- Document
----

And what can it do for your institution? Find out about this holistic approach to building financial strength.

By Chris Cowen, Laura Sander, and MaryLou Merkt

In fact, during the past several years, the cohesive management of an institution’s treasury functions within a central-bank structure has been a consistent strategic theme in higher education—and the concept is applicable to institutions of all shapes and sizes. Routinely used within for-profit corporations, the central bank has recently become a priority for many college and university treasurers, and a number of universities have successfully deployed such systems.

A Holistic Approach to Financial Strength

At its core, a central or “capital” bank is simply a way of allocating responsibility and managing the entire balance sheet within a college or university to optimize resources. Such a comprehensive treasury management structure embodies a framework for thinking about and managing various university functions holistically. Importantly, the use of this structure is not only a matter of consolidating functions and operations but also involves managing the interrelationship of these functions.

Efficient allocation of responsibilities relies on evaluating various functions, determining where it makes sense to look at them on a “portfolio” basis, and identifying efficiencies that might be gained by managing resources across the institution rather than within individual schools or departments. The types of resources that can be managed centrally include staff time and expertise; the institution’s overall interest-rate risk tolerance and the amount of debt outstanding; and the mix of operating assets and liabilities. Depending on the amount and level of management expertise and attention committed, the bank can also serve as a means of generating unrestricted resources to support public goods across an institution or to fund administrative priorities.

----

- Task directions
For each statement below, answer yes or no depending on whether it agrees with the text on central banks in higher education, and quote the words from that text that decide it. 1. For-profit corporations routinely use central banks. 2. The central-bank concept suits only large universities. 3. Staff time and expertise are among the resources that can be managed centrally. Rely only on the text above.

----

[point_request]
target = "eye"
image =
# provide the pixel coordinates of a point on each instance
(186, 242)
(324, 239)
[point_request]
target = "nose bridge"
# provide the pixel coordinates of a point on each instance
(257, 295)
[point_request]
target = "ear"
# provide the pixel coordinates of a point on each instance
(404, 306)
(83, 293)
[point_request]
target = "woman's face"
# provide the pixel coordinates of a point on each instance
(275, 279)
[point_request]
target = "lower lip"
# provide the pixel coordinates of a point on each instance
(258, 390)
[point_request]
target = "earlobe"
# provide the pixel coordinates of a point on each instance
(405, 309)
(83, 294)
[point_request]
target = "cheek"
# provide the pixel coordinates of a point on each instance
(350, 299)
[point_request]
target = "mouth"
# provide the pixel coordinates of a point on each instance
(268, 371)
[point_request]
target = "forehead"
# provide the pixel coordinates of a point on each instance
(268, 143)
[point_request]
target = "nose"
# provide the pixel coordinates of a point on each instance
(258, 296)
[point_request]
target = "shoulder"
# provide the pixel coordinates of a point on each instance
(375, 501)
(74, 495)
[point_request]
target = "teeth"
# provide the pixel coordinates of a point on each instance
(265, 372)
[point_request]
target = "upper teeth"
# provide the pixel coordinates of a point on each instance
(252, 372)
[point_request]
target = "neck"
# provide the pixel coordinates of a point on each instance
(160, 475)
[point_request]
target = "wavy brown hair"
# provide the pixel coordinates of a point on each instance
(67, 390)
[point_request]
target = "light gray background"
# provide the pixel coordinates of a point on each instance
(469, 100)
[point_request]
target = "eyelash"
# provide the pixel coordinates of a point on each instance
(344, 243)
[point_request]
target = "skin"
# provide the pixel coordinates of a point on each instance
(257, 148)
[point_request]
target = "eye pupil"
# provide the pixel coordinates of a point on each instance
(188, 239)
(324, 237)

----

- Result
1. Yes: "Routinely used within for-profit corporations"
2. No: "the concept is applicable to institutions of all shapes and sizes"
3. Yes: "The types of resources that can be managed centrally include staff time and expertise"